(Excerpted text):
__________________________________________________

Distributor F.A.Q.
Fanlight Productions
Jason Guerrasio interviews Ben Achtenberg

What is Fanlight Productions?
A leading distributor of independent film and video work on social issues, but with a special focus on health care, mental health, professional ethics, aging, and disabilities.

Why was Fanlight created?
We've been in existence since 1980. I had just completed my first independent film, which had been turned down by a few independent distributors, and a couple of others wanted changes that I didn't think I could live with. Simultaneously with that I had been working for a guy here in Boston, Ed Mason, who was a psychiatrist and filmmaker. I had worked on his productions and helped him with distribution. I also had the model of New Day Films, which was five years old at that point. So I decided to do it myself. Fairly soon after that I went into partnership with a filmmaker named Joan Sawyer who had a couple [films] of her own and we added a few others by friends of ours. Joan, Christine Mitchell, who was a nurse/ethicist, and myself made a film called Code Grey which got an Oscar nomination and is probably the only film on nursing ever to get an Oscar nomination, as far as I know. Things kind of took off from there.

__________________________________________________

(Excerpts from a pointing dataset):

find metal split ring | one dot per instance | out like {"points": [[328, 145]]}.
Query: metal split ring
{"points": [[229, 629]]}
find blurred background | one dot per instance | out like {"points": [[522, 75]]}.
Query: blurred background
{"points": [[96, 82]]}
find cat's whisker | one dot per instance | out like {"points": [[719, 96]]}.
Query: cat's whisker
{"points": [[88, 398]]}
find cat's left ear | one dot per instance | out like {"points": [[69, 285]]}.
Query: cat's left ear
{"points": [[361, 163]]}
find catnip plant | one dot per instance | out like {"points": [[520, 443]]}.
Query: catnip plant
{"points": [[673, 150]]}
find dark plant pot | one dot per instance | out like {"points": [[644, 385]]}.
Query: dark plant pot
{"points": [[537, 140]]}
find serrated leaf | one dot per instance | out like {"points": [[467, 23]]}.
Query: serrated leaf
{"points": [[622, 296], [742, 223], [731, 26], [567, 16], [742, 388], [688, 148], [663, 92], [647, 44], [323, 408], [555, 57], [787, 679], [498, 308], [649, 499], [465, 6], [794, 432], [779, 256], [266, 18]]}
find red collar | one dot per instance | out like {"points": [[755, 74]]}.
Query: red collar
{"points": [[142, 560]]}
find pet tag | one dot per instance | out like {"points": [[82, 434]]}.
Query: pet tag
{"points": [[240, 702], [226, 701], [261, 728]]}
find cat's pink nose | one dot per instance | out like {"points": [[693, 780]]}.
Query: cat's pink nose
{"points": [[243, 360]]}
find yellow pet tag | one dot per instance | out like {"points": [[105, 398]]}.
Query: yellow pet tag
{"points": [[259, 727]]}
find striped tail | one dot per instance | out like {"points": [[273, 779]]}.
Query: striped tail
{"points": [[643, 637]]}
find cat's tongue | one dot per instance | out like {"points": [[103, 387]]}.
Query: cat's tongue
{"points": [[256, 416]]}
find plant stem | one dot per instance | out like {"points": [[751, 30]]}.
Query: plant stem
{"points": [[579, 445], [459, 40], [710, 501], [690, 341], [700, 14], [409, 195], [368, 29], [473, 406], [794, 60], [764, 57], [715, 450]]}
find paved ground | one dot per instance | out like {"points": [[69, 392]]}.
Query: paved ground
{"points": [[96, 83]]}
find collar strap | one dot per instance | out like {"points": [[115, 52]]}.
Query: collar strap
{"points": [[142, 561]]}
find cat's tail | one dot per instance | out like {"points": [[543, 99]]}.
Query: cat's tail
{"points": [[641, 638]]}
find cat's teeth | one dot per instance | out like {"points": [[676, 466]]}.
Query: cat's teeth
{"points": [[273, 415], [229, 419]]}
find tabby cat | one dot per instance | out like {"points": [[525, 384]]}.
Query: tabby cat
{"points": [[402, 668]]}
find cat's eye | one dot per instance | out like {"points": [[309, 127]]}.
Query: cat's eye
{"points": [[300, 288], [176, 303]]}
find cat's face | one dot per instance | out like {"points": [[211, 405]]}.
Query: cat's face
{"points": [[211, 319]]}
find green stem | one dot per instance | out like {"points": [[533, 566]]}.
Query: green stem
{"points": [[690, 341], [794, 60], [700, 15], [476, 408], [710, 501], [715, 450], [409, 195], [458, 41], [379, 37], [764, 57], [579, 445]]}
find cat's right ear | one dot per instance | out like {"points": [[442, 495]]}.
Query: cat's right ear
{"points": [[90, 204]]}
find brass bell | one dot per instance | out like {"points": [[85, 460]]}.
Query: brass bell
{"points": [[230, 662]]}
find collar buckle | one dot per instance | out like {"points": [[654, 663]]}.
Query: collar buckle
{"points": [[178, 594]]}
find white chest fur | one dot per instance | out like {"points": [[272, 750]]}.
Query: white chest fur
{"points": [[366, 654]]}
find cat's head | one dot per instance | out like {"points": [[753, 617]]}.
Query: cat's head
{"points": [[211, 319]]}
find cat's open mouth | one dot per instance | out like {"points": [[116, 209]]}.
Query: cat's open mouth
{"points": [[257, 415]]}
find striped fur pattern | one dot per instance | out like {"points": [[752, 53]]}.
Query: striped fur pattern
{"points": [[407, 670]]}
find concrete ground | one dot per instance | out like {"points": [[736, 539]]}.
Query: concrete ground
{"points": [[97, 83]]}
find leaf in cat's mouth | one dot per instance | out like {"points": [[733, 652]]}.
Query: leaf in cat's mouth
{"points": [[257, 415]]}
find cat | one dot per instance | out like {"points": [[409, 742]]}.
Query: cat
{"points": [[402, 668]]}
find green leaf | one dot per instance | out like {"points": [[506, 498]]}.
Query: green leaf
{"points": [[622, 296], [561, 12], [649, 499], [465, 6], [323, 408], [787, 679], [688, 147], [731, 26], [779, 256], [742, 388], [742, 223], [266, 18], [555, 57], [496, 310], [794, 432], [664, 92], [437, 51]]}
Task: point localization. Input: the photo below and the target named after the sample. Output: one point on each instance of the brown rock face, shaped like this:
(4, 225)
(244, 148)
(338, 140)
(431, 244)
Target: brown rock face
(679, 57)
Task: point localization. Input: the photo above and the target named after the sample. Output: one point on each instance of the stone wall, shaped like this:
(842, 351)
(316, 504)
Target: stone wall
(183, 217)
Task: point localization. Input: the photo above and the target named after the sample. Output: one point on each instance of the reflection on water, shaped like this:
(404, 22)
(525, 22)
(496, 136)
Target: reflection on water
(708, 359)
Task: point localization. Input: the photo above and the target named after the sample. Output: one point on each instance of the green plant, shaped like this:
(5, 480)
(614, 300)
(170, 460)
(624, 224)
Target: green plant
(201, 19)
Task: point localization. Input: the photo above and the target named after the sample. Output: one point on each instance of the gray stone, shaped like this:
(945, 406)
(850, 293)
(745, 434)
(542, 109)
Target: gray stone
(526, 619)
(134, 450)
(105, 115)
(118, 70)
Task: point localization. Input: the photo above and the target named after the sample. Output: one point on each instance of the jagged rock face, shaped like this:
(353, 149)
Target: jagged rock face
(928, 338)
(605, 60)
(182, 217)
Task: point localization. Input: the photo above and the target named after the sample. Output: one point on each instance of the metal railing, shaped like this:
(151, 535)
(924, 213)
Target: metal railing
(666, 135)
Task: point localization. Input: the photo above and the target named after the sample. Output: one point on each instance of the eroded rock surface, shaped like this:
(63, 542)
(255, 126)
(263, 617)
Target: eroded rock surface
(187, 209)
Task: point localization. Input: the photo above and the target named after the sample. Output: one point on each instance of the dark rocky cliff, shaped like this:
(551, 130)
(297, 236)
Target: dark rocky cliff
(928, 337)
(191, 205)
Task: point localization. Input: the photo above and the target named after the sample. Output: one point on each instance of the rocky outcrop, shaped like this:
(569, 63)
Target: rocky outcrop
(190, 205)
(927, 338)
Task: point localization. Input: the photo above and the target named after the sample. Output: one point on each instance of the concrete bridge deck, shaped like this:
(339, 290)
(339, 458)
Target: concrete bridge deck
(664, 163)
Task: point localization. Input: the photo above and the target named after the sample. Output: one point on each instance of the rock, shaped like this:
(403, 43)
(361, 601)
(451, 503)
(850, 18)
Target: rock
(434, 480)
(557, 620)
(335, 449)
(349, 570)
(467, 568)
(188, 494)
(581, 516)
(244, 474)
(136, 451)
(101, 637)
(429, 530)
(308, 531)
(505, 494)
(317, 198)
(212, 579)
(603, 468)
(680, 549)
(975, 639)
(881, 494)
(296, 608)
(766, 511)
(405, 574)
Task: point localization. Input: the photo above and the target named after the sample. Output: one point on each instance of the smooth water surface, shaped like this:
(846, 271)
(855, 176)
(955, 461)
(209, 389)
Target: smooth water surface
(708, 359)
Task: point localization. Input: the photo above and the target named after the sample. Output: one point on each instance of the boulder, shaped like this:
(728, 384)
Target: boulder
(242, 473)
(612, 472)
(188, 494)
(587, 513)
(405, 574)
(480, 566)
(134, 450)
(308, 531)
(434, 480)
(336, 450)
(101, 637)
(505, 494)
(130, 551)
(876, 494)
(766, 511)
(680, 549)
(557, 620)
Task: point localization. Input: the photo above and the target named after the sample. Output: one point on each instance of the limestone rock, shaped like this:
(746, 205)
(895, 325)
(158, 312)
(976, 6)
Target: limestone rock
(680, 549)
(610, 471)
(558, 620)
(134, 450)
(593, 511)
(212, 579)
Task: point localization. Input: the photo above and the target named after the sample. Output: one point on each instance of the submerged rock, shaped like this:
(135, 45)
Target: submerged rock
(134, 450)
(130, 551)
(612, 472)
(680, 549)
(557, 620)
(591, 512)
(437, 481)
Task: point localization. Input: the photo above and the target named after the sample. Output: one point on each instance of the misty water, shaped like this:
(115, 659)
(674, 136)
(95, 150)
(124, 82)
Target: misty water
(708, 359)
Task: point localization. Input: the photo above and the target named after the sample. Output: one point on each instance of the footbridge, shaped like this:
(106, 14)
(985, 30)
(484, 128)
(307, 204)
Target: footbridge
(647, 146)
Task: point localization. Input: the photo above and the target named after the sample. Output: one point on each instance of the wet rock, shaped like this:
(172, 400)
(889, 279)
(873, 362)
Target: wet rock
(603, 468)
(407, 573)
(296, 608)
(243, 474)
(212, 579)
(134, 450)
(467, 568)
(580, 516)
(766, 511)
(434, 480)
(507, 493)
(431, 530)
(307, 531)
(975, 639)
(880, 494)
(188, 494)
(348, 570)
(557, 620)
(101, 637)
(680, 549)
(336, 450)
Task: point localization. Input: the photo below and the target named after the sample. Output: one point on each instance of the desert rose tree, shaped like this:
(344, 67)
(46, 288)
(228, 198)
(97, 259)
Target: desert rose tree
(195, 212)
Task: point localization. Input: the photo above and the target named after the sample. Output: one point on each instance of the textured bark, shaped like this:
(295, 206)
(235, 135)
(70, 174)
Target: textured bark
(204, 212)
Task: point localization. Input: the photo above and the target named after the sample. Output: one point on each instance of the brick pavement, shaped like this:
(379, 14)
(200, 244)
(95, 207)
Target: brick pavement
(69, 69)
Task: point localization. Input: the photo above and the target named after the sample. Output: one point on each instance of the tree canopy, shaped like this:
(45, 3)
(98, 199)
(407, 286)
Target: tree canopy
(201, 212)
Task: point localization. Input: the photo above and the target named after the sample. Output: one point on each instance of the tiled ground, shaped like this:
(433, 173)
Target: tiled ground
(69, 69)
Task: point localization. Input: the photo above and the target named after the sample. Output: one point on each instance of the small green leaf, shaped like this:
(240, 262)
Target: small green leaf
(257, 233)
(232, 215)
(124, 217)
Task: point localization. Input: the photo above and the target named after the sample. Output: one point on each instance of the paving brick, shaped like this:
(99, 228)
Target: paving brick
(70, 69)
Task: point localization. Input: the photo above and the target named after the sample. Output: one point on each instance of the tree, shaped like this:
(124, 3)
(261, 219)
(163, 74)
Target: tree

__________________________________________________

(Work to do): Repeat the passage of the Fanlight Productions interview from "A leading distributor" to "aging, and disabilities.".

(Result of the exercise):
A leading distributor of independent film and video work on social issues, but with a special focus on health care, mental health, professional ethics, aging, and disabilities.